──────── Source text ────────

A new microbrewery that will be called Amp House Brewing plans to move into a former Hamilton electric substation on Maple Avenue. Its owners hope to further energize Hamilton’s entertainment scene beginning in early 2022, to coincide with the opening of Spooky Nook Sports Champion Mill.
“This is so perfect,” Greg Snow, of Fairfield, one of three co-owners, said about the building at 514 Maple Ave. “It looks like Batman could live there. And inside, it’s so cool. It’s got super-thick concrete walls.”
The interior, saluting the building’s past, will have electric themes. Its name, Amp, is short for ampere, a unit of electrical current.
Snow, Ryan Harper and Matthew Seto are owners of the parent company, Great Miami Brewing Co., LLC, and are working to buy an unused property owned by CSX and to rent a field owned by a neighboring body shop for use as a beer garden. They have offered to buy the city-owned building for $10,000 and invest $1.5 million in it. Originally, they offered $100,000, contingent on cleanup they knew would be required after a preliminary environmental study of the former electric facility.

──────── Listed entries ────────

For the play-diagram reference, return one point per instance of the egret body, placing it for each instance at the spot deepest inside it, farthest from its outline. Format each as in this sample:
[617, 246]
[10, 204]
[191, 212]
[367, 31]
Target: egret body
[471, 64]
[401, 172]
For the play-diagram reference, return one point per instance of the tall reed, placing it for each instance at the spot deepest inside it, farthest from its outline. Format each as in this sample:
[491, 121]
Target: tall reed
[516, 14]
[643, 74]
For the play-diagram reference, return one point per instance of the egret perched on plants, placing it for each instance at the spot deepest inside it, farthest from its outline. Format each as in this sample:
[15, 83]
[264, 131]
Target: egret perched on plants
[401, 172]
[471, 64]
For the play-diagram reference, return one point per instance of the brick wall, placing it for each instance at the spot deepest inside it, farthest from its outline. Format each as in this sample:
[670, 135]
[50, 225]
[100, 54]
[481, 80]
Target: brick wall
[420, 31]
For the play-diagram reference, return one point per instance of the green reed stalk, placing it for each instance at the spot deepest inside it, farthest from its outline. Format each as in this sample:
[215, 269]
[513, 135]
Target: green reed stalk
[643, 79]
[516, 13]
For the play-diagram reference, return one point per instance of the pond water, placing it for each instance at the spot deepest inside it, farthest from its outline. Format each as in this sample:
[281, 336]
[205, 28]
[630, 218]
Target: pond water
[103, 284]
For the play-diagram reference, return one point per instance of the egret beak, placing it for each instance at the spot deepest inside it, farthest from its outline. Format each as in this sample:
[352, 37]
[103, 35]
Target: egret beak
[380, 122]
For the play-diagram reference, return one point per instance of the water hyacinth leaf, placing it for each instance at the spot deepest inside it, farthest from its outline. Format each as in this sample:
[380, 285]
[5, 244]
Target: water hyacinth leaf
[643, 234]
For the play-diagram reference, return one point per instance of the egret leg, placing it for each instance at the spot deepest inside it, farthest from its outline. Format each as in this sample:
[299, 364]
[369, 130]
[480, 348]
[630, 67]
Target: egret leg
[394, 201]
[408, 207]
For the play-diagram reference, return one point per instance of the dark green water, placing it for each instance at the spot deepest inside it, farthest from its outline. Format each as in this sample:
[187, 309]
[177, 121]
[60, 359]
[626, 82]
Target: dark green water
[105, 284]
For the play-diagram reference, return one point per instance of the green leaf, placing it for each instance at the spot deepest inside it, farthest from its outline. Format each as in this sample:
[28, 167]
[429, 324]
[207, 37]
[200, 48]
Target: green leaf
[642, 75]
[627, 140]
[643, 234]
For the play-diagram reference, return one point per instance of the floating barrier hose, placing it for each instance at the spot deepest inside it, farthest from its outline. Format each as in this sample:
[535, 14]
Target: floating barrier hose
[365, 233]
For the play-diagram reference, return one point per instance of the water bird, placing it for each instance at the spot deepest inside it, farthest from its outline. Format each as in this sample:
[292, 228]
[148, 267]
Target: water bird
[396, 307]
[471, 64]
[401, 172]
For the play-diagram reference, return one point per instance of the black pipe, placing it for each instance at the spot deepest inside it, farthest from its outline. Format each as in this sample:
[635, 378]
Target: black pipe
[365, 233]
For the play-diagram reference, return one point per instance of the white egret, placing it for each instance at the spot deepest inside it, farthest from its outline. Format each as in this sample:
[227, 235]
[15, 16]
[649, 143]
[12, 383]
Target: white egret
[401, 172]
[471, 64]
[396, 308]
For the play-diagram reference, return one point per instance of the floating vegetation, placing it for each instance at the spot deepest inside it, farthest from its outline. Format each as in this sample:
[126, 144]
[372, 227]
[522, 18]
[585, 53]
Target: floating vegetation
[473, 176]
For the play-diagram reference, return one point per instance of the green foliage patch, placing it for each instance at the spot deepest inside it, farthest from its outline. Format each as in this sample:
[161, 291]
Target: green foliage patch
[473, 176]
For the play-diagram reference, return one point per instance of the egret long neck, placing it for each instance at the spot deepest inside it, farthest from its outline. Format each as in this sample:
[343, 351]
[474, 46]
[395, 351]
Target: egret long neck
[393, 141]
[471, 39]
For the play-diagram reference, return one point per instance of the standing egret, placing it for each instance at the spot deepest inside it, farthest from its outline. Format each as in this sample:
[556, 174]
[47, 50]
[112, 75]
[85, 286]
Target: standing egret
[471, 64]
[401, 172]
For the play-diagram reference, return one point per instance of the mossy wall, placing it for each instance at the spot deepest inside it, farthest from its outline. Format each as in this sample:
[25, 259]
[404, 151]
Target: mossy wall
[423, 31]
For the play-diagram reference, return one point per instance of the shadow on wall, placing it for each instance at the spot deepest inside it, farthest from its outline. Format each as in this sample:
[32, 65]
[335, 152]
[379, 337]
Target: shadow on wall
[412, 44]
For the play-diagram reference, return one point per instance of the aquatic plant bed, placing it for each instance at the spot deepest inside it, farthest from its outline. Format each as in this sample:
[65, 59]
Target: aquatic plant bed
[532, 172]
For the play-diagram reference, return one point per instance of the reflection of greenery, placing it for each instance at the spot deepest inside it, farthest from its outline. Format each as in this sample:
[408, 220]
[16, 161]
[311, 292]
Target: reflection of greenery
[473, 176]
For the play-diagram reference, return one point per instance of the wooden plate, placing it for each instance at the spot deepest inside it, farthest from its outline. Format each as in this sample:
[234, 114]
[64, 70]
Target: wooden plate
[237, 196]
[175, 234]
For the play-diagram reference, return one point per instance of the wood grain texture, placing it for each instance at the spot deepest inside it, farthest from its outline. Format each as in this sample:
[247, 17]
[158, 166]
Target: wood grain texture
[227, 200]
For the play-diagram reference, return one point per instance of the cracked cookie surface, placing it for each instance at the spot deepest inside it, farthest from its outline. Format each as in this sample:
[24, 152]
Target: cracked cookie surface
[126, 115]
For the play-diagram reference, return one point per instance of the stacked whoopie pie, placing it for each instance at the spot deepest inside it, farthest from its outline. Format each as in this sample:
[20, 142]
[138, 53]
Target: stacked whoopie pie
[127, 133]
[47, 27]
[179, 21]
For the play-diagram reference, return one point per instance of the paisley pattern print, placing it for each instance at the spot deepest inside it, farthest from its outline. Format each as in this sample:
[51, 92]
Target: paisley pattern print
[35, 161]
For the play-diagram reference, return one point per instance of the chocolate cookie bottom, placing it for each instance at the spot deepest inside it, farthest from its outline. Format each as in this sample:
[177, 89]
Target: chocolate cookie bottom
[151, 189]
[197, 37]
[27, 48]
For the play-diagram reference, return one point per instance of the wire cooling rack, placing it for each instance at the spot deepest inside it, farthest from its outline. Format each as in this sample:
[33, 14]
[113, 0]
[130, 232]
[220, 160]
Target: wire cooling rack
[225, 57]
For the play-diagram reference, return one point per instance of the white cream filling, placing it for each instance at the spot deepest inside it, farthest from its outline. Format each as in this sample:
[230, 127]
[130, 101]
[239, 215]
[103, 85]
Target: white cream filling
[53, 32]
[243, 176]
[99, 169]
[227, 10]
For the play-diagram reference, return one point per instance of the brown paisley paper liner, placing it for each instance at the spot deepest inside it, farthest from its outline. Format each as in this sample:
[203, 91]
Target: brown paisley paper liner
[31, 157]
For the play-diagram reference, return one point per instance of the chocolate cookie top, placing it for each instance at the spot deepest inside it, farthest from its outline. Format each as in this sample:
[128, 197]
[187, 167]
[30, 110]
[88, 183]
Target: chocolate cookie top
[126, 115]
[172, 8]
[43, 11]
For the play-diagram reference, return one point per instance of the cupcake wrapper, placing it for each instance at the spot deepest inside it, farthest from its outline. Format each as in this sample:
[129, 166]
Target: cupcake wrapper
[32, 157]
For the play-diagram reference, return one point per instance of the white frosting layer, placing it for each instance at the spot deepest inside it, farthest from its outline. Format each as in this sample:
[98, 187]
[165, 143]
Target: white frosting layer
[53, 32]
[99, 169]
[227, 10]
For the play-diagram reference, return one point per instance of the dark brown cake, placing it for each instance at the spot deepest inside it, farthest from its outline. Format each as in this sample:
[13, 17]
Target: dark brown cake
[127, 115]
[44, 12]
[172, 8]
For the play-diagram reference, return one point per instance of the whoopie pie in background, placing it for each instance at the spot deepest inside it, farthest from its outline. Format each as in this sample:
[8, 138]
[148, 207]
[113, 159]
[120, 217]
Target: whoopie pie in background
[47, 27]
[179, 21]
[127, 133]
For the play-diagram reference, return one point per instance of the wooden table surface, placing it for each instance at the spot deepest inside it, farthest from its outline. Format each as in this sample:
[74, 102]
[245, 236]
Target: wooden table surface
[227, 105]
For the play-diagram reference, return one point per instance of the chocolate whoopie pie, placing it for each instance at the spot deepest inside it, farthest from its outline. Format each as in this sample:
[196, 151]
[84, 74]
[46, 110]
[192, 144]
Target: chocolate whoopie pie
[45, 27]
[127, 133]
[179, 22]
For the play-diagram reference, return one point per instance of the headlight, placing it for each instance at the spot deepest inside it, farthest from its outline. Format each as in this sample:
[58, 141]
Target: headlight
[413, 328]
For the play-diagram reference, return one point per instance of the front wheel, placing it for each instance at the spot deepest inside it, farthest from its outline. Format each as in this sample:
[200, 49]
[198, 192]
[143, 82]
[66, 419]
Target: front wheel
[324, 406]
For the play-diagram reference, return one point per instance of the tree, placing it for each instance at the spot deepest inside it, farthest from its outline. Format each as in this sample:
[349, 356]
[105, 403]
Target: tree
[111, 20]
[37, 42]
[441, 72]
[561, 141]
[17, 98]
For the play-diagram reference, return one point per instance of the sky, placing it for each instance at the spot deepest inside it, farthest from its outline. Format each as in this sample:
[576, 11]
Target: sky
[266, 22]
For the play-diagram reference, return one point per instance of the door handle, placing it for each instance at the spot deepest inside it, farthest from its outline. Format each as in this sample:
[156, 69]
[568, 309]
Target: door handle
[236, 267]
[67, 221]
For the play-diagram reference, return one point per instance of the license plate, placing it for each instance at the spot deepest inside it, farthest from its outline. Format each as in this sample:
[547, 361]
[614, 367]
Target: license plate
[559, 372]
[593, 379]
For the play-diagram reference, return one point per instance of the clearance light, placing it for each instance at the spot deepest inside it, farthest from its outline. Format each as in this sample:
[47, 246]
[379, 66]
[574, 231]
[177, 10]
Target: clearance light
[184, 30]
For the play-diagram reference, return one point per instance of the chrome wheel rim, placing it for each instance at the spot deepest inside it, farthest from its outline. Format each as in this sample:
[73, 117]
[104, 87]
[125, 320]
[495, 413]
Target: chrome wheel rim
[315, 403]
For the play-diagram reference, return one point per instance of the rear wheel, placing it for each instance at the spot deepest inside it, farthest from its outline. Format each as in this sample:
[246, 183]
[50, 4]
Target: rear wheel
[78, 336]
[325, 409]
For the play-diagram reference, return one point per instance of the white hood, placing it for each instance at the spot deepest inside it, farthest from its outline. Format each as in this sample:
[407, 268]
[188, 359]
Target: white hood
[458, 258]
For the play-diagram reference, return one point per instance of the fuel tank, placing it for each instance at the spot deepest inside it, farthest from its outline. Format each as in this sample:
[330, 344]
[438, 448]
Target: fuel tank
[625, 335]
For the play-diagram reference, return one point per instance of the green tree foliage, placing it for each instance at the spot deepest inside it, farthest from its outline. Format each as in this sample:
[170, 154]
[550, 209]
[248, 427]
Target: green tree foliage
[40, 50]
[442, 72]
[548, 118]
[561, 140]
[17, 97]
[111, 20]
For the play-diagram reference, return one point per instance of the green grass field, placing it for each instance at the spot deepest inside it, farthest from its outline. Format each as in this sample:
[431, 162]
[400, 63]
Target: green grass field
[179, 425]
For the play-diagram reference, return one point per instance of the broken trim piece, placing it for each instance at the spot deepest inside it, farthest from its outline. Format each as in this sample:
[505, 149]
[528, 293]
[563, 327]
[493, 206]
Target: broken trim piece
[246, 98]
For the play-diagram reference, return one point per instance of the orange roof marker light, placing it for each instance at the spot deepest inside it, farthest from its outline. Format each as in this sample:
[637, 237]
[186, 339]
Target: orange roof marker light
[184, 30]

────────

Exercise instructions: List every dollar amount mentioned in the Amp House Brewing article.

Response area: $10,000, $1.5 million, $100,000